Task objective:
Quote, without change, all of the lines that follow.

[Point labeling examples]
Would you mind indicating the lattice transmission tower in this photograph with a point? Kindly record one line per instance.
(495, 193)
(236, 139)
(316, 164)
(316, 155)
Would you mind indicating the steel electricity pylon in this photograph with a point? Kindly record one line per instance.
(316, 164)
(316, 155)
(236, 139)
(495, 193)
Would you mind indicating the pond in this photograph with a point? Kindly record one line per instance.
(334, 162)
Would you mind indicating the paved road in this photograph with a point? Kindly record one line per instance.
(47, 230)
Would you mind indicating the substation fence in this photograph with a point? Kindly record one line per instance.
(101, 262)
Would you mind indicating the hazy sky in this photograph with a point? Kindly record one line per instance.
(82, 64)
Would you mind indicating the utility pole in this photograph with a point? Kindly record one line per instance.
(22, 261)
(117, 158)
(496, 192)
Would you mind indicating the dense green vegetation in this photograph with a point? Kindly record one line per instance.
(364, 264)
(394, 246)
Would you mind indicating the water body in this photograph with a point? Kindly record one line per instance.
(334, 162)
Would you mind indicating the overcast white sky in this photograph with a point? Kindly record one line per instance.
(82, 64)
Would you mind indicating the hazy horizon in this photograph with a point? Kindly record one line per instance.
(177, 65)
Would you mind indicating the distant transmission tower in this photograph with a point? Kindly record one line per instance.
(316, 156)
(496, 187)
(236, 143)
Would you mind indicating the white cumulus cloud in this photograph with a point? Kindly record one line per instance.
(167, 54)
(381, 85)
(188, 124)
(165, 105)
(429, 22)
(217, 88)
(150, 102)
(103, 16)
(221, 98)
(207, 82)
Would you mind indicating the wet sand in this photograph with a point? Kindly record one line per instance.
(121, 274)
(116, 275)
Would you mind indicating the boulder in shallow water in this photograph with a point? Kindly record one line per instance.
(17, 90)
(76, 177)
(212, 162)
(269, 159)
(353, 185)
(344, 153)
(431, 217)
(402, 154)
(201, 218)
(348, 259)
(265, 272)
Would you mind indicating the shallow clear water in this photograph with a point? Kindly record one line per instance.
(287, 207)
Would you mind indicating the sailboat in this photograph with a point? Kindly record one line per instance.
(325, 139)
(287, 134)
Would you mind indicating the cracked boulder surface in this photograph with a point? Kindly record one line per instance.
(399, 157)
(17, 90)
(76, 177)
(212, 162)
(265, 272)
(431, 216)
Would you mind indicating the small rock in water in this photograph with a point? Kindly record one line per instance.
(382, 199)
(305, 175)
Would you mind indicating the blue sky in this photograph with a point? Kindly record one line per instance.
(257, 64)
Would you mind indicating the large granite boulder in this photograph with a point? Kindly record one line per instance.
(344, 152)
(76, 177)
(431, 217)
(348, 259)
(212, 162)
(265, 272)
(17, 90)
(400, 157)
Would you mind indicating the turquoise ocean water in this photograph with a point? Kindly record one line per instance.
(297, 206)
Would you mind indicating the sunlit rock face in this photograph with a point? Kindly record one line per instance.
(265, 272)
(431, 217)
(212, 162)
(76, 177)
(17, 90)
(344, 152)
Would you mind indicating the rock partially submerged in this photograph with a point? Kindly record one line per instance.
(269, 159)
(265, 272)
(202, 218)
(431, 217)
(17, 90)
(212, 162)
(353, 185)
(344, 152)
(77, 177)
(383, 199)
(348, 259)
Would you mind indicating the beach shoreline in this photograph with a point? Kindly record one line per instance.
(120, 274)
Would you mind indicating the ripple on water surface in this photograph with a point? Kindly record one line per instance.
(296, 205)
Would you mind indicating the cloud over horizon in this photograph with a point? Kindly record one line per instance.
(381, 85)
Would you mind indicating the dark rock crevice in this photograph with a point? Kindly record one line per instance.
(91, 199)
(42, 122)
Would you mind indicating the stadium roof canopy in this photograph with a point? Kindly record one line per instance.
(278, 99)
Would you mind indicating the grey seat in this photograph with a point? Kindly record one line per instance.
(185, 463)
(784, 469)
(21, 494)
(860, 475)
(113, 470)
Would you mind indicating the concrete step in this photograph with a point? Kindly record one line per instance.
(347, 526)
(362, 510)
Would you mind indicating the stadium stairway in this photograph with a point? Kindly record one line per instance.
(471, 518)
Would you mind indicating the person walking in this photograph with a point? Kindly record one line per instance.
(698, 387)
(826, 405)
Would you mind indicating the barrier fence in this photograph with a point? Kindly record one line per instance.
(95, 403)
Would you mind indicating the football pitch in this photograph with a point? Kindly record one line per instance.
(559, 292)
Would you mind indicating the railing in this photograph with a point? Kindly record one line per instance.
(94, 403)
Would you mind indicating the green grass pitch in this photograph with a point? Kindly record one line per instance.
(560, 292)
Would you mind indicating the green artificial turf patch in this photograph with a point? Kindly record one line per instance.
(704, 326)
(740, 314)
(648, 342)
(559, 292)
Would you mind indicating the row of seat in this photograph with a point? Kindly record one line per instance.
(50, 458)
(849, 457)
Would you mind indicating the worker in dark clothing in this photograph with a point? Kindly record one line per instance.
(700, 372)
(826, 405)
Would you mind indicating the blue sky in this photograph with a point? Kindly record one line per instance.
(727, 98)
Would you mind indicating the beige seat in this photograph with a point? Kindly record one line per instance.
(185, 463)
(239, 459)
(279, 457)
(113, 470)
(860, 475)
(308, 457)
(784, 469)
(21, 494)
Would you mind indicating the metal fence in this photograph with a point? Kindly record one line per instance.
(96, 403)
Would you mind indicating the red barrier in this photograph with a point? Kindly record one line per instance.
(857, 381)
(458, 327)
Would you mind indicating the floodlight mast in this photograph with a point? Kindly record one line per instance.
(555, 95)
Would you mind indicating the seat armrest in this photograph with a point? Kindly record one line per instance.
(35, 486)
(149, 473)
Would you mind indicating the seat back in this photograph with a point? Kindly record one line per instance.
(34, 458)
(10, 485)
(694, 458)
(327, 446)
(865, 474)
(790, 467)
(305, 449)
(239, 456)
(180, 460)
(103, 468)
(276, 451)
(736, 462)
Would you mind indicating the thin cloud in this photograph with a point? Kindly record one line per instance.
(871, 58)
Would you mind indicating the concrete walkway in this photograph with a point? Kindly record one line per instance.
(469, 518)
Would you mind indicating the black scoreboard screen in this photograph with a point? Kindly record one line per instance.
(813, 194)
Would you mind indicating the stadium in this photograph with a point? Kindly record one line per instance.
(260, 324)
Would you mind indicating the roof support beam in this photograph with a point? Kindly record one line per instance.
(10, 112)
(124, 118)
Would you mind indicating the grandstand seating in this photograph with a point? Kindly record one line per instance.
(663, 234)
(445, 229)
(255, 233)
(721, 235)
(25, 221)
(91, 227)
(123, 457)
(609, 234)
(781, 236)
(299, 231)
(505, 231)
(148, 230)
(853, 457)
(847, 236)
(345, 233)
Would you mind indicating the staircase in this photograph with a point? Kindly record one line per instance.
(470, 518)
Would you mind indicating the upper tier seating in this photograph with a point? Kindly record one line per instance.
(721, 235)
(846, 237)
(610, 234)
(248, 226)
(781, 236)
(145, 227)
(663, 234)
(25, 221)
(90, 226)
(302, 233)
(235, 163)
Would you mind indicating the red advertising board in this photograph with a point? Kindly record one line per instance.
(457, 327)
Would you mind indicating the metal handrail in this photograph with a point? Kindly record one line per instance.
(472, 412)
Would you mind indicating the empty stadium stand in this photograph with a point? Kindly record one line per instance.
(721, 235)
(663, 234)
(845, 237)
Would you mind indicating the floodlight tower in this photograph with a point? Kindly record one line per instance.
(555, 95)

Result of the task:
Would you mind indicating the lattice transmission tower in this photograph with a point? Kindly record one line per instance.
(495, 193)
(236, 139)
(316, 164)
(316, 155)
Would you mind indicating the steel electricity pylon in this photograph with a point? Kindly record one line per instance.
(316, 164)
(316, 155)
(236, 139)
(495, 193)
Would you mind indicating the pond in this photograph with a point? Kindly record one line per instance.
(334, 162)
Would you mind indicating the paved road in this photograph with a point? Kindly record one line per instance.
(47, 230)
Would you mind indicating the substation fence in this photograph with a point? Kindly record one line per instance.
(101, 262)
Would you mind indicating the hazy sky in this photograph with a point? Kindly record one line per instance.
(82, 64)
Would you mind indicating the utility pole in this photograph with a point? Kindly record one line per instance.
(22, 261)
(117, 158)
(496, 192)
Would you mind indicating the dense green vegetation in this photograph with a point? Kindly record one line per instance.
(364, 264)
(394, 246)
Would you mind indicating the water body in this photograph with a point? Kindly record one line per instance.
(334, 162)
Would you mind indicating the overcast white sky in this photograph with a point? Kindly record one line per instance.
(82, 64)
Would you mind indicating the hazy horizon in this photograph with a point? Kindly record one line per instance.
(177, 65)
Would you mind indicating the distant transmission tower in this photograph with a point? Kindly record one line per instance.
(316, 156)
(496, 187)
(236, 143)
Would you mind indicating the white cumulus cloud in this photograph with a point? Kindly record one line per instance.
(167, 54)
(381, 85)
(188, 124)
(165, 105)
(429, 22)
(217, 88)
(150, 102)
(103, 16)
(221, 98)
(207, 82)
Would you mind indicating the wet sand in this photograph with a point? Kindly record one line per instance.
(121, 274)
(116, 275)
Would you mind indicating the boulder in shallow water in this photograph with a point? Kindly record one line per instance.
(17, 90)
(76, 177)
(212, 162)
(269, 159)
(353, 185)
(344, 153)
(431, 217)
(402, 154)
(201, 218)
(348, 259)
(265, 272)
Would you mind indicating the shallow clear water in this photograph with a point? Kindly record one line per instance.
(287, 207)
Would you mind indicating the sailboat in this photograph with a point? Kindly record one line per instance.
(325, 139)
(287, 134)
Would you mind indicating the cracked boulder surface in this photograph with a point? Kindly record one line per instance.
(399, 157)
(17, 90)
(76, 177)
(212, 162)
(265, 272)
(431, 216)
Would you mind indicating the small rock in water in this photograph with a point? Kindly record one line per instance.
(382, 199)
(305, 175)
Would you mind indicating the blue sky in this photograph with a point? Kindly record one line per instance.
(257, 64)
Would you mind indicating the large granite boulder in this photograph with a point? Kindly record one line per instance.
(344, 152)
(76, 177)
(431, 217)
(348, 259)
(212, 162)
(265, 272)
(17, 90)
(400, 157)
Would you mind indicating the turquoise ocean water in this photograph with a point? Kindly record one line per instance.
(297, 206)
Would you mind indicating the sunlit rock face in this photograph with a point? Kindly record one line per instance.
(265, 272)
(431, 217)
(212, 162)
(76, 177)
(17, 90)
(344, 152)
Would you mind indicating the rock partially submerged in this photograph with a point? Kindly record one line per instance.
(269, 159)
(265, 272)
(202, 218)
(431, 217)
(17, 90)
(212, 162)
(353, 185)
(344, 152)
(77, 177)
(383, 199)
(348, 259)
Would you mind indicating the beach shoreline in this photograph with a point? Kindly record one line per instance.
(120, 274)
Would you mind indicating the ripple on water surface in this photograph with a point? Kindly record one line per instance.
(296, 205)
Would you mind indicating the cloud over horizon in this photograph with a point? Kindly record one line per instance.
(381, 85)
Would you mind indicating the dark rock crevice in this photograph with a point? Kindly record one line per instance.
(91, 199)
(42, 122)
Would you mind indicating the stadium roof canopy in this photograph with a point? Kindly record one line per instance.
(278, 99)
Would you mind indicating the grey seat in this photograph with a point? Kindly record one line per instance.
(185, 463)
(784, 469)
(21, 494)
(860, 475)
(113, 470)
Would you mind indicating the concrete step in this photograph with a point? Kindly record one line per instance.
(347, 526)
(362, 510)
Would you mind indicating the stadium stairway in this photograph with a point? Kindly record one line per instance.
(471, 518)
Would you mind indicating the person walking in this photograph with a point? Kindly record one line per instance.
(698, 387)
(826, 405)
Would you mind indicating the barrier fence in this photograph with a point? Kindly record one line per instance.
(95, 403)
Would you mind indicating the football pitch in this photograph with a point? Kindly record one line per instance.
(559, 292)
Would you mind indicating the railing in this photograph with a point? Kindly record one line per instance.
(94, 403)
Would you mind indicating the green grass pitch in this photograph with a point? Kindly record one line per instance.
(560, 292)
Would you mind indicating the green artificial turf patch in this photograph with a point? Kindly record one line per instance.
(704, 326)
(740, 314)
(648, 342)
(559, 292)
Would you mind indicating the row of seat in this photograph with a point? Kindly record one line per instance.
(50, 458)
(849, 457)
Would you mind indicating the worker in dark clothing in this photograph with a point? Kindly record one line per instance.
(700, 372)
(826, 405)
Would you mind indicating the blue sky in this photograph with a point? Kindly record one line per instance.
(727, 98)
Would you mind indicating the beige seat in this photograph with a point? Kindly record one line per instance.
(185, 463)
(239, 459)
(279, 457)
(113, 470)
(860, 475)
(308, 457)
(784, 469)
(21, 494)
Would you mind indicating the metal fence in this photograph with a point? Kindly record one line per instance.
(96, 403)
Would you mind indicating the red barrier in this photograph with a point? Kindly record one line per instance.
(857, 381)
(458, 327)
Would you mind indicating the floodlight mast in this photograph with a point? Kindly record one line per instance.
(555, 95)
Would you mind indicating the seat armrest in this photograph with a point? Kindly record one line per instance.
(35, 486)
(149, 473)
Would you mind indicating the seat back in this photograph with a point? Kindly record one line per instance.
(34, 458)
(10, 485)
(694, 458)
(327, 446)
(865, 474)
(790, 467)
(305, 449)
(239, 456)
(180, 460)
(103, 468)
(276, 451)
(736, 462)
Would you mind indicating the thin cloud in this photograph with a point? Kindly record one line per instance.
(871, 58)
Would you mind indicating the concrete walkway in this photograph with a point? Kindly record one line per instance.
(469, 518)
Would you mind indicating the black scoreboard screen in this photograph with a point? Kindly record one line per instance.
(813, 194)
Would you mind indicating the stadium in this photograph with a point? Kindly record one line per instance.
(260, 324)
Would you mind indicating the roof support beam in this photograph with a point? Kindly record one line per instance.
(10, 112)
(124, 118)
Would you mind indicating the grandstand seating in this photograph with a point? Kindly record one line per instance.
(663, 234)
(445, 229)
(255, 233)
(721, 235)
(25, 221)
(91, 227)
(123, 457)
(609, 234)
(781, 236)
(299, 231)
(505, 231)
(148, 230)
(853, 457)
(847, 236)
(345, 233)
Would you mind indicating the staircase in this photograph with a point? Kindly record one line per instance.
(470, 518)
Would you mind indicating the upper tier seating in this photograph with a point? Kindly record one line per instance.
(721, 235)
(846, 237)
(610, 234)
(248, 226)
(781, 236)
(145, 227)
(663, 234)
(25, 221)
(90, 226)
(302, 233)
(235, 163)
Would you mind indicating the red advertising board in this photograph with a point? Kindly record one line per instance.
(457, 327)
Would you mind indicating the metal handrail in this photograph with a point? Kindly record one line per instance.
(472, 412)
Would you mind indicating the empty stadium stand in this photograph with a point? Kindly record one line per instance.
(721, 235)
(663, 234)
(845, 237)
Would you mind indicating the floodlight tower in this photograph with a point? Kindly record one line per instance.
(555, 95)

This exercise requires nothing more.